AUFGABEN ZUM BEARBEITEN
[a] Prüfe, ob die folgenden Aussagen mit dem Textauszug übereinstimmen, und antworte jeweils mit Ja oder Nein, ergänzt um die entscheidenden Worte des Textauszugs als wörtliches Zitat. (i) Behindertenwerkstätten erhalten Entschädigungszahlungen nach dem Infektionsschutzgesetz. (ii) Die Lebenshilfe zahlt den Lohn ihrer Werkstattbeschäftigten unverändert weiter. (iii) Die Lebenshilfe kann Kurzarbeit beantragen.
[b] Gib den Textauszug von „Wie Lebenshilfe-Geschäftsführer Dominik“ bis einschließlich „Personal der Lebenshilfe.“ wieder und ersetze dabei „Familien“ durch „Angehörigen“.

TEXTAUSZUG
·····

Wie Lebenshilfe-Geschäftsführer Dominik Kratzer schildert, sind die Folgen des Verlustes der Tagesstruktur für die Werkstattbeschäftigten selbst, die Familien zu Hause oder die Mitarbeiter in den Wohneinrichtungen gravierend und belasten alle mit der Situation Konfrontierten bis an die Grenze ihrer psychischen und physischen Belastbarkeit, teilweise sogar darüber hinaus. Unterstützung und Hilfe erfolgt punktuell durch Personal der Lebenshilfe.
Behindertenwerkstätten bekommen keine Entschädigungszahlungen
Nun kommt noch ein wirtschaftliches Problem hinzu: Anders als Unternehmen des freien Marktes erhalten Behindertenwerkstätten keine Entschädigungszahlungen nach dem Infektionsschutzgesetz – obwohl die Beschäftigungsverbote in den Werkstätten auf der Basis des Infektionsschutzgesetzes ausgesprochen wurden. Werkstattbeschäftigte stehen nur in einem „arbeitnehmerähnlichen Rechtsverhältnis“. Dennoch haben sie damit alle Rechte, die Arbeitnehmer in Betrieben des ersten Arbeitsmarktes haben.
Kratzer beklagt in einer Pressemitteilung, dass Werkstätten und Werkstattbeschäftigte durch mehrere Länderbehörden explizit von bestehenden Möglichkeiten der wirtschaftlichen Absicherung ausgeschlossen sind. „Die Lebenshilfe beschäftigt in ihren Werkstätten allein 430 Menschen mit Behinderung. Auf ganz Bayern hin betrachtet sind es 30.000, bundesweit sogar über 300.000.“
Die Lebenshilfe Dillingen steht auf soliden wirtschaftlichen Beinen
Die Lebenshilfe Dillingen steht laut Kratzer mit ihren Werkstätten auf soliden wirtschaftlichen Beinen. Sie zahlt den Lohn ihrer Werkstattbeschäftigten unverändert weiter. Rund 90.000 Euro überweist die Nordschwäbische Werkstätten GmbH der Lebenshilfe Dillingen monatlich an ihre Beschäftigten. Doch diesem Posten steht auf der Einnahmenseite annähernd eine Null gegenüber. Für Zeiten vorübergehender Ertragsschwankungen sind Rücklagen vorgesehen. „Aktuell zehren wir diese limitierten Rücklagen auf. Große Rücklagen dürfen wir als gemeinnützige Unternehmung nicht bilden.“ Doch Kurzarbeit kann die Lebenshilfe nicht beantragen.

·····

GEGEBENE DATEN
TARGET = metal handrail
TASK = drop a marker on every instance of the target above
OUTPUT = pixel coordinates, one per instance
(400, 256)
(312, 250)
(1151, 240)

·····

LÖSUNGEN
[a]
(i) Nein: „Anders als Unternehmen des freien Marktes erhalten Behindertenwerkstätten keine Entschädigungszahlungen nach dem Infektionsschutzgesetz“
(ii) Ja: „Sie zahlt den Lohn ihrer Werkstattbeschäftigten unverändert weiter.“
(iii) Nein: „Doch Kurzarbeit kann die Lebenshilfe nicht beantragen.“

[b]
Wie Lebenshilfe-Geschäftsführer Dominik Kratzer schildert, sind die Folgen des Verlustes der Tagesstruktur für die Werkstattbeschäftigten selbst, die Angehörigen zu Hause oder die Mitarbeiter in den Wohneinrichtungen gravierend und belasten alle mit der Situation Konfrontierten bis an die Grenze ihrer psychischen und physischen Belastbarkeit, teilweise sogar darüber hinaus. Unterstützung und Hilfe erfolgt punktuell durch Personal der Lebenshilfe.